Exercise instructions → Report every line of the entries below that contains the word "white", copying each line in full. Case counts.
++++++++++
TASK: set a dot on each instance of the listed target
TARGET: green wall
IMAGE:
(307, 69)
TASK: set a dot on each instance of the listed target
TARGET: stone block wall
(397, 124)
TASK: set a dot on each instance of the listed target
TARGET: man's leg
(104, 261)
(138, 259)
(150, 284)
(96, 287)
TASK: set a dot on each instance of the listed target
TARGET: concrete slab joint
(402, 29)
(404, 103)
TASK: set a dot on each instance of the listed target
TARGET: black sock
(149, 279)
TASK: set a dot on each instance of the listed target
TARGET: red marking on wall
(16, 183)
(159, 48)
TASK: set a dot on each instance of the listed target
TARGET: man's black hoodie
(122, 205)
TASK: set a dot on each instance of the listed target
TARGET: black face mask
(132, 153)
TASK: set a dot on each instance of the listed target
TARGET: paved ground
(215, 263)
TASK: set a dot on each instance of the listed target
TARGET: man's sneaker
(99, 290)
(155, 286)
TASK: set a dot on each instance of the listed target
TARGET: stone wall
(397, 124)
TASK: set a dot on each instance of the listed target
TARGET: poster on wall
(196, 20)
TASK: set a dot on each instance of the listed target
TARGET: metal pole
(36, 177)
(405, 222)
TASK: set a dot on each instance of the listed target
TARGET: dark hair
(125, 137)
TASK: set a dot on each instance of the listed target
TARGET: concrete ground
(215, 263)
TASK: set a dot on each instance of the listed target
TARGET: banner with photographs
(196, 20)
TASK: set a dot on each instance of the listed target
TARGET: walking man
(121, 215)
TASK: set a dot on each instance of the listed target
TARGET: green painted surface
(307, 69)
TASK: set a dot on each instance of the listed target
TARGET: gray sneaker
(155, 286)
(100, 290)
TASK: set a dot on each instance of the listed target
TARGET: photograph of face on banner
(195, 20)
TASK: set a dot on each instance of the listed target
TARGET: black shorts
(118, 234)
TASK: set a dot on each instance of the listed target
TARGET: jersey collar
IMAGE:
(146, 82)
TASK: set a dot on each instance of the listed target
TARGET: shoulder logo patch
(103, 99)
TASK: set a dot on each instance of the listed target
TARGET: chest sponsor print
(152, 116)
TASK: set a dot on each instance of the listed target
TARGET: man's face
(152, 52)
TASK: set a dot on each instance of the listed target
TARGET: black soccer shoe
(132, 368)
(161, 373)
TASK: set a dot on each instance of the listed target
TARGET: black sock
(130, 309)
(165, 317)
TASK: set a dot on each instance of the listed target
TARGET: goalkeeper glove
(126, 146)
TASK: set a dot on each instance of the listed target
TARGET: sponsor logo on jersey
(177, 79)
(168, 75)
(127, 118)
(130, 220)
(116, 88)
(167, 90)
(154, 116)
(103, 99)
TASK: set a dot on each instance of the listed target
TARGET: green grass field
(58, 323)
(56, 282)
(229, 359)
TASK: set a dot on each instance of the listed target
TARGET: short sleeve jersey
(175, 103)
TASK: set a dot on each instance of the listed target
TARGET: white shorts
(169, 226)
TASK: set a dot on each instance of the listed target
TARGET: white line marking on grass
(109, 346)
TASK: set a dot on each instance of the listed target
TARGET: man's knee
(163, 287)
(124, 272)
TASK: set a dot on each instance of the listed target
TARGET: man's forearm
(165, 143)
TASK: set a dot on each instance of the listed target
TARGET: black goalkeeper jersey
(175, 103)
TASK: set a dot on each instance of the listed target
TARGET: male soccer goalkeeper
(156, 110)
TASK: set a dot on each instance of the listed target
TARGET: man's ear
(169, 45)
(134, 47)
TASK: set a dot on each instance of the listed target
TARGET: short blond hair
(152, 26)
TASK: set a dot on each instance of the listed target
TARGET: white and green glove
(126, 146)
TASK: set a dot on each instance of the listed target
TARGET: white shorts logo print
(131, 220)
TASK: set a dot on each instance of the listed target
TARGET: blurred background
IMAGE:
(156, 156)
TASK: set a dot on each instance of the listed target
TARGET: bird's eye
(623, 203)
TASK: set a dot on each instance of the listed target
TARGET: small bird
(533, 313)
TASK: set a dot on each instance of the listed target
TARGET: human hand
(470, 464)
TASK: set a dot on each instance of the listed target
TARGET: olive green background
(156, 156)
++++++++++
Complete answer →
TARGET: white shorts
TARGET: white line marking on grass
TARGET: white and green glove
TARGET: white shorts logo print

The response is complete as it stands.